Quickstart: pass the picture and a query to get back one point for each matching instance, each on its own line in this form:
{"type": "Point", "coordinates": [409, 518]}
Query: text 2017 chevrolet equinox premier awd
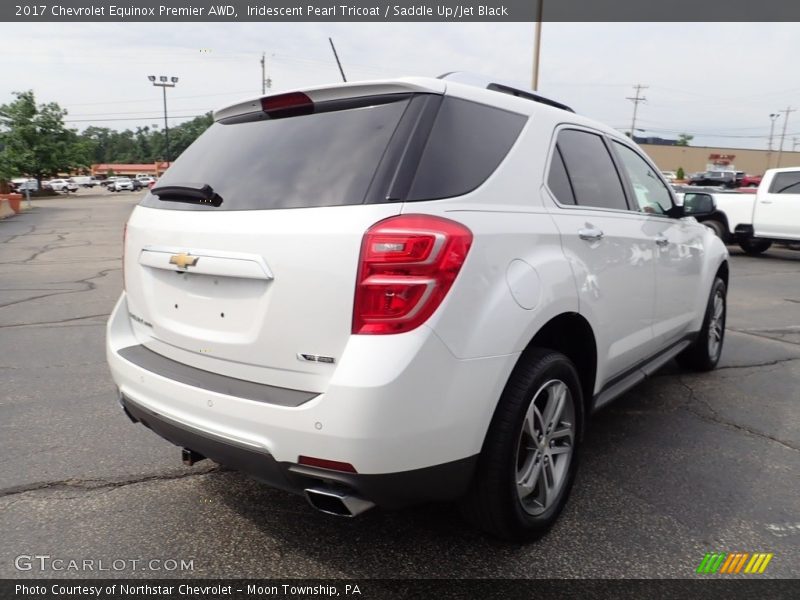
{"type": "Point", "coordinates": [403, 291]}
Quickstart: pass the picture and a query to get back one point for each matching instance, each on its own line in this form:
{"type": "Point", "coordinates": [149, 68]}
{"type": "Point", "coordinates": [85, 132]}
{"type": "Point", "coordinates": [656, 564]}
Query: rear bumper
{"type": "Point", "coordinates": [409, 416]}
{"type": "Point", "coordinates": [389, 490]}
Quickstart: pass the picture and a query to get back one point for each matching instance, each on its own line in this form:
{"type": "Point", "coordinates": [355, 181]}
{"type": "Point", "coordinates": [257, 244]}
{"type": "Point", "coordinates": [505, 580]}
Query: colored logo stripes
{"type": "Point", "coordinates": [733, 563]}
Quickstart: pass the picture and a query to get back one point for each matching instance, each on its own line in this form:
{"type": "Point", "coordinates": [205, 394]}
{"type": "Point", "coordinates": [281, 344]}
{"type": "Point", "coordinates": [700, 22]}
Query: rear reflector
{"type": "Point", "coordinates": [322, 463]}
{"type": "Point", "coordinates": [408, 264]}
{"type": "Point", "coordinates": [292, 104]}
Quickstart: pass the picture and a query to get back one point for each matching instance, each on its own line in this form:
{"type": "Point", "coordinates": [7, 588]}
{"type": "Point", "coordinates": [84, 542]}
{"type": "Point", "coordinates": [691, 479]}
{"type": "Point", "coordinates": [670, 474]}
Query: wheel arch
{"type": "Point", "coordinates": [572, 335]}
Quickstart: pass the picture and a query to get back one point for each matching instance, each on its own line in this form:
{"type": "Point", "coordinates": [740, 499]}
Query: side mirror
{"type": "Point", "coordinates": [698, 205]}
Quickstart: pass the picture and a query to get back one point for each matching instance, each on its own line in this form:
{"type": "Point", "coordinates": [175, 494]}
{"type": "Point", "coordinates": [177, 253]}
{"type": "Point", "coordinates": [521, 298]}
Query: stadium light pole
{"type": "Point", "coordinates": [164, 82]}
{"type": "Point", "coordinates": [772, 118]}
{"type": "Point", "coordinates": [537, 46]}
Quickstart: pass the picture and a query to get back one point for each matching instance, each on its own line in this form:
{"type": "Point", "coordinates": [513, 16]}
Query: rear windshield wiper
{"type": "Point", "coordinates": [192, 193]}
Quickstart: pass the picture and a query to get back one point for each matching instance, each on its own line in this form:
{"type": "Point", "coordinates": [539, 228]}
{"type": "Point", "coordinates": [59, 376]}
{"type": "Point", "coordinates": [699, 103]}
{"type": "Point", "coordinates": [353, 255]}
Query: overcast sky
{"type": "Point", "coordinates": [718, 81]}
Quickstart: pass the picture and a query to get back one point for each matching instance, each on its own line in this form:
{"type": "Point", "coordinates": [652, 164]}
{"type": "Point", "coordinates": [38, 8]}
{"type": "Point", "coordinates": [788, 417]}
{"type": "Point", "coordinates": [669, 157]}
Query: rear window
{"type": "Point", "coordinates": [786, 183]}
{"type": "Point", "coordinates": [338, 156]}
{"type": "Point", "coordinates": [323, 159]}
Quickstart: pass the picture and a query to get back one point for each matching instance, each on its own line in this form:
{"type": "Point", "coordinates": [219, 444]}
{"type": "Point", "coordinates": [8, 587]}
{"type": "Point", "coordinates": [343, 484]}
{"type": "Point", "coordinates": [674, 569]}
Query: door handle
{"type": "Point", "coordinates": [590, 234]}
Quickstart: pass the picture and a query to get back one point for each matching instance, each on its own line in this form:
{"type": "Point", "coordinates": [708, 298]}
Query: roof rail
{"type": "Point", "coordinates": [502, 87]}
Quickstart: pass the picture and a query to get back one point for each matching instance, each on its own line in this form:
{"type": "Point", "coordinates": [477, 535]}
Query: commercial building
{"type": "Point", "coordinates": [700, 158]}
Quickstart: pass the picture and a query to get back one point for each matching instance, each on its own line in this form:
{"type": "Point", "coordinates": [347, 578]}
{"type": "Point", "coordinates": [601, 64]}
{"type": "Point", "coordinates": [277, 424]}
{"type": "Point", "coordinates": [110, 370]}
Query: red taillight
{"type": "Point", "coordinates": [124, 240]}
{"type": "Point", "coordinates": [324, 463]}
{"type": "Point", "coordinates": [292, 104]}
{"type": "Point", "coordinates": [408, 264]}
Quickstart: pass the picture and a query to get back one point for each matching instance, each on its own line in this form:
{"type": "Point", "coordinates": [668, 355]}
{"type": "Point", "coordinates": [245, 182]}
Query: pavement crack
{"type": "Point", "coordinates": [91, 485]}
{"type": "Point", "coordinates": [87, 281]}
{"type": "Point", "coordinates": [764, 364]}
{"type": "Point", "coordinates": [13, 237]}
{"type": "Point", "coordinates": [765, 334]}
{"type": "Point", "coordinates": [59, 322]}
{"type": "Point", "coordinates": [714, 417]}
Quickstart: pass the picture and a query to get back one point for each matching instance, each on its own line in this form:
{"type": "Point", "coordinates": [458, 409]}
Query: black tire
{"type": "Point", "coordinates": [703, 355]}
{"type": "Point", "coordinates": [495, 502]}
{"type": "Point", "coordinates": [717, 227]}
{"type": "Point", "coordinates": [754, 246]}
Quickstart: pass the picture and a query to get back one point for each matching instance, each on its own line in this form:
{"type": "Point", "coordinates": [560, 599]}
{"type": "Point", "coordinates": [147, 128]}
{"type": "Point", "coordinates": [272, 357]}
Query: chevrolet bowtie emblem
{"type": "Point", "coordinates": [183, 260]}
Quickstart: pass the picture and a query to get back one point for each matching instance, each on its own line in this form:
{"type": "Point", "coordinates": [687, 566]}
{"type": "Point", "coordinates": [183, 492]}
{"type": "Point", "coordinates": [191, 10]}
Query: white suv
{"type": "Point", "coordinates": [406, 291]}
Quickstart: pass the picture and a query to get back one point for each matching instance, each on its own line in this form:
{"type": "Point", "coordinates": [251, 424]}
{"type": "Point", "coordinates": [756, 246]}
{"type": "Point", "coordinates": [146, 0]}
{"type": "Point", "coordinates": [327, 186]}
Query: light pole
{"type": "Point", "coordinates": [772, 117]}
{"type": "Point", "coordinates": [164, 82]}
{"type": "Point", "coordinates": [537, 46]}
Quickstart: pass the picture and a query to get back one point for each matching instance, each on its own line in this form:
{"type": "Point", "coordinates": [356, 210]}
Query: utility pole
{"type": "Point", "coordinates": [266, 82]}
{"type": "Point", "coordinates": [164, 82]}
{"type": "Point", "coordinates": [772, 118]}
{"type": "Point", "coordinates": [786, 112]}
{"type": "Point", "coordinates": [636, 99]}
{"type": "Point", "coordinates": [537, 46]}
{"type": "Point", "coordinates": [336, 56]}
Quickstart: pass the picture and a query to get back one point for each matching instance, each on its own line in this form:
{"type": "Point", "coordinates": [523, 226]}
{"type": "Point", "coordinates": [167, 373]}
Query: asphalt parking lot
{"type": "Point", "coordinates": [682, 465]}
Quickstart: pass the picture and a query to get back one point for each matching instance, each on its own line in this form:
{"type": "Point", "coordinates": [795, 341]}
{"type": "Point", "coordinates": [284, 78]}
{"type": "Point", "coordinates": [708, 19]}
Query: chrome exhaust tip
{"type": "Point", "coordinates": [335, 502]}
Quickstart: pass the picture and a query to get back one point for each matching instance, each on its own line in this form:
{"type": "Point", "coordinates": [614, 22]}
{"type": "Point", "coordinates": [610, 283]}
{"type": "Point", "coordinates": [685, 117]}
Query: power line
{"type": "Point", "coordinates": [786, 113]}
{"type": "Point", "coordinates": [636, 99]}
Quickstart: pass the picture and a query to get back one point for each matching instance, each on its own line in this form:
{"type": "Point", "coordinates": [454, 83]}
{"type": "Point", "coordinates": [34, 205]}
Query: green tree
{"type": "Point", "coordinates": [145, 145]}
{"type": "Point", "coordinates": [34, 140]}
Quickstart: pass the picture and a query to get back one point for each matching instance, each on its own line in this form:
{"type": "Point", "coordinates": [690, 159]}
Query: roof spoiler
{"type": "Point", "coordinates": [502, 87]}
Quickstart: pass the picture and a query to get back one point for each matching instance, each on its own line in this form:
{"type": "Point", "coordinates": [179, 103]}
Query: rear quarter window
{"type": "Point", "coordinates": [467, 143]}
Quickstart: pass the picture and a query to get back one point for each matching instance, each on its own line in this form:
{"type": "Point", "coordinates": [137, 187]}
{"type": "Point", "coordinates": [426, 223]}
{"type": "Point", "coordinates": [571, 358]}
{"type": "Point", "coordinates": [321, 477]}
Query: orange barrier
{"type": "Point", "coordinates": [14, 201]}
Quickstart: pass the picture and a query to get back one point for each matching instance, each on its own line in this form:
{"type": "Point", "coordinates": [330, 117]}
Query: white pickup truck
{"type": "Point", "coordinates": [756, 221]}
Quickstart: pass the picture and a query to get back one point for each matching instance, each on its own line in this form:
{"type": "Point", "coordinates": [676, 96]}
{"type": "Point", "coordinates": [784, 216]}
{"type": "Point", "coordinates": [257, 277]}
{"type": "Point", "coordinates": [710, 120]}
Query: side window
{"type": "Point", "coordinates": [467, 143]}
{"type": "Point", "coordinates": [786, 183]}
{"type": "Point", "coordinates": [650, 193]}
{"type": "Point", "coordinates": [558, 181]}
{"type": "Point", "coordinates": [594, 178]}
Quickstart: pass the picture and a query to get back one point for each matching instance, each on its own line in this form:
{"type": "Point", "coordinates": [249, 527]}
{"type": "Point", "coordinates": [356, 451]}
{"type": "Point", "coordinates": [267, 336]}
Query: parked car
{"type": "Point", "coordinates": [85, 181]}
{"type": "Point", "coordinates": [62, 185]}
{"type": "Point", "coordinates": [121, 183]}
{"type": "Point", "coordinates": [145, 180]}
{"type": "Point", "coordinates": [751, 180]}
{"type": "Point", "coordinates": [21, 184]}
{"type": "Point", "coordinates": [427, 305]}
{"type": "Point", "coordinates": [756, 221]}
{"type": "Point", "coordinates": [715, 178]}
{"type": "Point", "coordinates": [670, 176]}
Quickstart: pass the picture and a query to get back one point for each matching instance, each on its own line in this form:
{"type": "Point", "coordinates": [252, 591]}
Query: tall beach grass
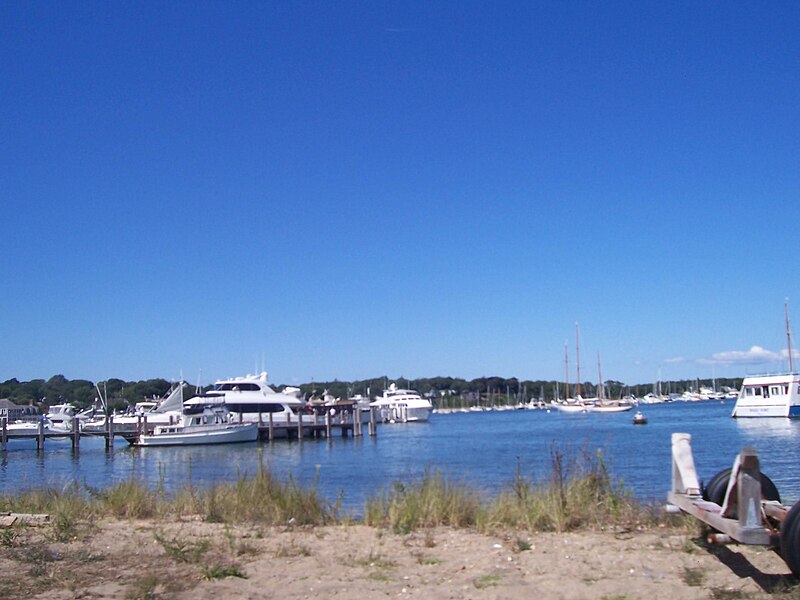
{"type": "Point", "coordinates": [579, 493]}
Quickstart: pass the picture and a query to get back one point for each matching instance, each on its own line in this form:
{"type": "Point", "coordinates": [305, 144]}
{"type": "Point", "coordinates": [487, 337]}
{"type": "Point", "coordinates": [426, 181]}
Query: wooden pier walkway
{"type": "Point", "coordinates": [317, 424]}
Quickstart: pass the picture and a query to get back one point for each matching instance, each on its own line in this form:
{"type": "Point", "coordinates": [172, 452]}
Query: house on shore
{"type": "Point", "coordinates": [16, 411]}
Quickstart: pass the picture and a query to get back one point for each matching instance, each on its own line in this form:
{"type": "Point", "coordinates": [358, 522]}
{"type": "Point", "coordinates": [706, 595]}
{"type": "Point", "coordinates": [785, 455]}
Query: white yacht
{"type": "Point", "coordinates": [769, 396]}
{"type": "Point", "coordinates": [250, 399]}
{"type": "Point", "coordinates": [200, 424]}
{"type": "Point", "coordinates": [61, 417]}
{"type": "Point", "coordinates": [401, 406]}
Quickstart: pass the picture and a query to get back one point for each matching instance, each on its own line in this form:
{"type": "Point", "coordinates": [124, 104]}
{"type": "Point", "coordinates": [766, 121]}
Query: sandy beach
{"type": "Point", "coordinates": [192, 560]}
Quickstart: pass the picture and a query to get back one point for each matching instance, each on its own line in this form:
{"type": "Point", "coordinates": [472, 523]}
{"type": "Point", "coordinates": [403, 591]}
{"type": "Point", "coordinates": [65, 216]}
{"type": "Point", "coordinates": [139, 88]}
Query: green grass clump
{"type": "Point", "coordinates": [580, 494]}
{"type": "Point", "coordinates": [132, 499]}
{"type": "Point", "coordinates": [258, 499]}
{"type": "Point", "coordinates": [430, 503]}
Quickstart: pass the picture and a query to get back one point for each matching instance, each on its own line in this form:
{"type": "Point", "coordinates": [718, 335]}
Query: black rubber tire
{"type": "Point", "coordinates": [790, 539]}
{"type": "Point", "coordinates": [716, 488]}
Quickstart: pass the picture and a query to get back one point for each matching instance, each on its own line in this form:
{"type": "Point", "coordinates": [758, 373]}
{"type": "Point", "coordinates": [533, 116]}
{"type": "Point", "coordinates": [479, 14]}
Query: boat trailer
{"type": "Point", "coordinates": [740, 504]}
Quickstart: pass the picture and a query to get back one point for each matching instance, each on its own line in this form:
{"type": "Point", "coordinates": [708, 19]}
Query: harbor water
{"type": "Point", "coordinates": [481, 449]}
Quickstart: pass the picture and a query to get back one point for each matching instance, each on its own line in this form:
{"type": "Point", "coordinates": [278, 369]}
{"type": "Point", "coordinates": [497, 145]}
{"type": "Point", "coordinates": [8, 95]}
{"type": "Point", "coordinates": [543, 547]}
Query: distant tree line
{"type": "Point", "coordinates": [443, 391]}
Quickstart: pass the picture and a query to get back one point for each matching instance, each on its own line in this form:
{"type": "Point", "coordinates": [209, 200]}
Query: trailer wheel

____________

GOAL OF THE EXERCISE:
Gather every line above that contains the word "grass" and copy each of those lines in full. Case counts when matching.

RIGHT ANSWER:
Query: tall beach grass
Query: green grass clump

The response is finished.